Objective:
Set down exactly the lines that run from the line with "query (the noun phrase to segment): tree with" to the end of the data, and nothing else.

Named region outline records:
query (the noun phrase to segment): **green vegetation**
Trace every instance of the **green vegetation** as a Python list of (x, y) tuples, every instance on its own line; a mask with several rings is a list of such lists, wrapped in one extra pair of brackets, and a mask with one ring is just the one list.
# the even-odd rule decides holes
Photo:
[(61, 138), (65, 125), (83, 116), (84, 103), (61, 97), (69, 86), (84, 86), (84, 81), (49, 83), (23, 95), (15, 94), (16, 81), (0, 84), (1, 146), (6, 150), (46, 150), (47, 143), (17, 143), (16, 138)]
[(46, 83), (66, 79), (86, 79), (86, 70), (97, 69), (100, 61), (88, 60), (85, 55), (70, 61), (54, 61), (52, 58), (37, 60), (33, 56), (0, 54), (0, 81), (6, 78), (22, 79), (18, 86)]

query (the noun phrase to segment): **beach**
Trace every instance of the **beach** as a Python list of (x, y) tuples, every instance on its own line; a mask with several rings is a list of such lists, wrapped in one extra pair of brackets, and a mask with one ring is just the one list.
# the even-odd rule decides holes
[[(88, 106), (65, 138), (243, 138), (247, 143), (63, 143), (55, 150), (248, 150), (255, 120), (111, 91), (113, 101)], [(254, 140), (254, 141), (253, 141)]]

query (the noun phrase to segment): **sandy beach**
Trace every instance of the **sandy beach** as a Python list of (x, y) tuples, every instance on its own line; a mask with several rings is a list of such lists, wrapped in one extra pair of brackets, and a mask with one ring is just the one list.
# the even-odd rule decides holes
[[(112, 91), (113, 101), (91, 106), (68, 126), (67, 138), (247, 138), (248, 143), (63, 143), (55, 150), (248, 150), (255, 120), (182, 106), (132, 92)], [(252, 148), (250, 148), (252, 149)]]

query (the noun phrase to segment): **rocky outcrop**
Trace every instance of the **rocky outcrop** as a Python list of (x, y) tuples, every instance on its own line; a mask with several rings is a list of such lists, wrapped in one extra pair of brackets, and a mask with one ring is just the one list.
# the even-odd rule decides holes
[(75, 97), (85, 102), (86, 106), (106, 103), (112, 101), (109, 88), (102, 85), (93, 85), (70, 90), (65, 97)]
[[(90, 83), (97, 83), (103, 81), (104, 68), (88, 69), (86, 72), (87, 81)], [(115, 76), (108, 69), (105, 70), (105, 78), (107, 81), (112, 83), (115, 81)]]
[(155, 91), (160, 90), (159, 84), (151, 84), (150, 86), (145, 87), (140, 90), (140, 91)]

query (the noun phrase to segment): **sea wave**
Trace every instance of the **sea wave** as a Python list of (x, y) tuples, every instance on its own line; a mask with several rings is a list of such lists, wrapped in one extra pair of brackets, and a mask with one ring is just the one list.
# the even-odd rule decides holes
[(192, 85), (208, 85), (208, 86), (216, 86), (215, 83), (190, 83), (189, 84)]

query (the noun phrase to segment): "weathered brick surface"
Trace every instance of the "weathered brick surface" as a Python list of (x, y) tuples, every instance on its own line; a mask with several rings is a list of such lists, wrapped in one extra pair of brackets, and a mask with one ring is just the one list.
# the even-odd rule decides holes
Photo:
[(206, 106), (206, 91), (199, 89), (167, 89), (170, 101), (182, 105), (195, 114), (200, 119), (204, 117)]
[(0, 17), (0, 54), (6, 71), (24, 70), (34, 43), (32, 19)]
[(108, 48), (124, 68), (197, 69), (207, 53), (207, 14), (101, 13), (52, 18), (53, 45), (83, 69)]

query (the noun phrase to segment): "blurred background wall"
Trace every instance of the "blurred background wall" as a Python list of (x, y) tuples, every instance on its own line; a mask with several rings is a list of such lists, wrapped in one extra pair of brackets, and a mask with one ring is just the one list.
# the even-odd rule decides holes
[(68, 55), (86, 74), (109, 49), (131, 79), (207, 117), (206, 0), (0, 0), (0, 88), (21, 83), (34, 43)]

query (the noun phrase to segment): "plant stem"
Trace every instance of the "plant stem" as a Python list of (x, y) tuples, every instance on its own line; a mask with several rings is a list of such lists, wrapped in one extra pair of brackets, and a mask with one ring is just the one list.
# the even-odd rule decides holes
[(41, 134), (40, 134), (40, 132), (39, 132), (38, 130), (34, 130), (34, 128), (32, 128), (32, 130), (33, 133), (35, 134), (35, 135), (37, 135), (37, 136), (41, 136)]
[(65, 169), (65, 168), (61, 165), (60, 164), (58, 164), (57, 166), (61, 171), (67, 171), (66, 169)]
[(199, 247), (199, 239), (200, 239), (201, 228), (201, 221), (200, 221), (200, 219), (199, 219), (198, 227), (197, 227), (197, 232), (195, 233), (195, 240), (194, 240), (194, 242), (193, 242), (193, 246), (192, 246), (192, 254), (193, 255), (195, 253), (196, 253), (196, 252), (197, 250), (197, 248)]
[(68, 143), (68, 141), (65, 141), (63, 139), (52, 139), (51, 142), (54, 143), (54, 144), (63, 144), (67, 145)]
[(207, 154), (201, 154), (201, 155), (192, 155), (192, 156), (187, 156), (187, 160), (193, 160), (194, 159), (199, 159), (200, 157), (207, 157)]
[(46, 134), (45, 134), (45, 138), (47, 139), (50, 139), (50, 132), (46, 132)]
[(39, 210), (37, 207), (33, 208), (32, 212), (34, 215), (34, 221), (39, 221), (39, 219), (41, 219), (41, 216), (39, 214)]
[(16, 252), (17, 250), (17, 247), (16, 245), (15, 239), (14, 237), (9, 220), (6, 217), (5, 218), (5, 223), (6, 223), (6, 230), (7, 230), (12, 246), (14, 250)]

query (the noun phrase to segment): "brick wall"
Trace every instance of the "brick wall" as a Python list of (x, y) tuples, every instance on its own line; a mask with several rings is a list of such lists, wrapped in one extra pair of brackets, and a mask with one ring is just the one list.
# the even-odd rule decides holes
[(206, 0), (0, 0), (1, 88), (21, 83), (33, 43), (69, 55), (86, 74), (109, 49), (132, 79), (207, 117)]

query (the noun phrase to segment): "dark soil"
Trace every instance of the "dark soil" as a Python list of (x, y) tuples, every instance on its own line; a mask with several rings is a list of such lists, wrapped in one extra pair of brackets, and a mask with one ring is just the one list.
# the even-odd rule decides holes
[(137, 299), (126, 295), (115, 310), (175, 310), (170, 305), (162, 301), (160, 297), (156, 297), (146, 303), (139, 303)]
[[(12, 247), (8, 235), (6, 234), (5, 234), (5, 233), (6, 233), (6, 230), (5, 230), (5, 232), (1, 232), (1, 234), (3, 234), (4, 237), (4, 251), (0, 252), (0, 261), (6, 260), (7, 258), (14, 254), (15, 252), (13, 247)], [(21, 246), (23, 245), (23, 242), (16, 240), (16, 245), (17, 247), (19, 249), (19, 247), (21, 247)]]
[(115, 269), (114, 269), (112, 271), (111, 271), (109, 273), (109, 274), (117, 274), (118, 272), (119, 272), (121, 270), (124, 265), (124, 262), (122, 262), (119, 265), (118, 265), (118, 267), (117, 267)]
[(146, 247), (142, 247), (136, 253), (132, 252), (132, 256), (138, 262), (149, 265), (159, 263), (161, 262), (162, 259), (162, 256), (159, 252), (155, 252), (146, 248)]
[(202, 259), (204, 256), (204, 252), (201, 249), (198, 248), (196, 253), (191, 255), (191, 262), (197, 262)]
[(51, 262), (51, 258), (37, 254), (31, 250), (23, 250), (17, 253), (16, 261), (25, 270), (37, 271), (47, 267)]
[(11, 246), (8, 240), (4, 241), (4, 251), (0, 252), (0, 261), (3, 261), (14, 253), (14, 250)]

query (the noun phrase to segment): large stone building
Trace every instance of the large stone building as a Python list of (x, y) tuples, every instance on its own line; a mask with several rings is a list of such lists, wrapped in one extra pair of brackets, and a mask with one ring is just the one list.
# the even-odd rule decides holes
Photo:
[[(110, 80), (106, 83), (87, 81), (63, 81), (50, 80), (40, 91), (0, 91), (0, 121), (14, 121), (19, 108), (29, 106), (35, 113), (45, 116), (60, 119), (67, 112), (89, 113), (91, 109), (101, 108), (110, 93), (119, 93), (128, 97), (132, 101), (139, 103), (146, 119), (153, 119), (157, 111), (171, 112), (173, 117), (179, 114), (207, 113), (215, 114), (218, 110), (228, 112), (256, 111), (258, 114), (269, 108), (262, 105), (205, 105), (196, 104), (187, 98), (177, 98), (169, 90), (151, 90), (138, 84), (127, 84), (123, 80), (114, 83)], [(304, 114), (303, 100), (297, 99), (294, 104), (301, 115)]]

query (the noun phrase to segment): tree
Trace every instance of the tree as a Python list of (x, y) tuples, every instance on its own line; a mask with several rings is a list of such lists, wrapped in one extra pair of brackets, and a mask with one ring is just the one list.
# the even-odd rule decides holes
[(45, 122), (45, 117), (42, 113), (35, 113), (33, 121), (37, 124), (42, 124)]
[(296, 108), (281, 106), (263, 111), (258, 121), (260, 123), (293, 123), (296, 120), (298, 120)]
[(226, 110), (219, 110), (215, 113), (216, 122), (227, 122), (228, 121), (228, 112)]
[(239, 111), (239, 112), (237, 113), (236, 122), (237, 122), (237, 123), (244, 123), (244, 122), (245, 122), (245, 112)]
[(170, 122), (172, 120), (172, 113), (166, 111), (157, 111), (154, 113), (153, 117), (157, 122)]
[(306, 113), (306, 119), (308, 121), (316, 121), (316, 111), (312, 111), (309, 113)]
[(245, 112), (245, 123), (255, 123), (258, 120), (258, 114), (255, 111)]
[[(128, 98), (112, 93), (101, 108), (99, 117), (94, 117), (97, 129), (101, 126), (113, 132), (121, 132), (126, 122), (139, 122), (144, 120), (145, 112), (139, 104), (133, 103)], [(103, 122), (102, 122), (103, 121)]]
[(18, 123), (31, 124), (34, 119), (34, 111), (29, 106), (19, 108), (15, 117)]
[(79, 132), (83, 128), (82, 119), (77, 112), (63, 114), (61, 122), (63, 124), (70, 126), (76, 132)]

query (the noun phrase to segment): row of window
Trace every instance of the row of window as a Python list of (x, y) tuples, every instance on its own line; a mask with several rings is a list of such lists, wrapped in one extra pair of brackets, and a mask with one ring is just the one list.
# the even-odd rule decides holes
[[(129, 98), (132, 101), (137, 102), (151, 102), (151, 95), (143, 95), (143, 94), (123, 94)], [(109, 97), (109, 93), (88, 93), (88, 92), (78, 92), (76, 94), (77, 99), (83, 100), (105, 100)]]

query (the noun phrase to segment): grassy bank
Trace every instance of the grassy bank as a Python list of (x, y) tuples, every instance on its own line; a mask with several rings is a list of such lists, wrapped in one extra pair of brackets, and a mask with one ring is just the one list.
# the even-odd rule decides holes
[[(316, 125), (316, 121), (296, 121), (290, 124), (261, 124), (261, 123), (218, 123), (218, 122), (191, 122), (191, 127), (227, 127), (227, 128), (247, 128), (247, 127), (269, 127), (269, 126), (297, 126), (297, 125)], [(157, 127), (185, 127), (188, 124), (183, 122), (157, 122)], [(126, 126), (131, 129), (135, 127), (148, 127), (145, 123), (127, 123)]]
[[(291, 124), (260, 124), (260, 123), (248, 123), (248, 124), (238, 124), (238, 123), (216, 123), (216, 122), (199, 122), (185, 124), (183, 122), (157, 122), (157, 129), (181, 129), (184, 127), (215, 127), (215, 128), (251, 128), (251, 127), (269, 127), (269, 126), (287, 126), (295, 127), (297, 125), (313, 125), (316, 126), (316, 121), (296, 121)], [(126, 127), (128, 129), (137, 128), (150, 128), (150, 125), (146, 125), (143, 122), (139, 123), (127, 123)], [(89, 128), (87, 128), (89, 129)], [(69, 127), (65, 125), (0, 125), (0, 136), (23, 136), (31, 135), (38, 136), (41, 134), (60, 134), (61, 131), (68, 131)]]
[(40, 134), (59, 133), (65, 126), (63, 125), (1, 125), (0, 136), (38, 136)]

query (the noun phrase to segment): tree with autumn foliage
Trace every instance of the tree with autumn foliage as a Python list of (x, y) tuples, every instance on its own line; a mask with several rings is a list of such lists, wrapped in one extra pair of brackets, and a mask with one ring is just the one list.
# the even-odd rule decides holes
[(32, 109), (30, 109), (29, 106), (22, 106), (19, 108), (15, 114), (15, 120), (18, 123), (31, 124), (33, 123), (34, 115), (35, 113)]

Task result:
query (the noun phrase to segment): tree with autumn foliage
Trace every instance of the tree with autumn foliage as a Python list of (x, y) tuples, every instance on its own line; a mask with several rings is a list of such lists, wrapped in one extra pair of brackets, and a mask with one ring is just the one list.
# the even-odd rule decides holes
[(32, 109), (30, 109), (29, 106), (22, 106), (19, 108), (15, 114), (15, 120), (18, 123), (31, 124), (33, 123), (34, 115), (35, 113)]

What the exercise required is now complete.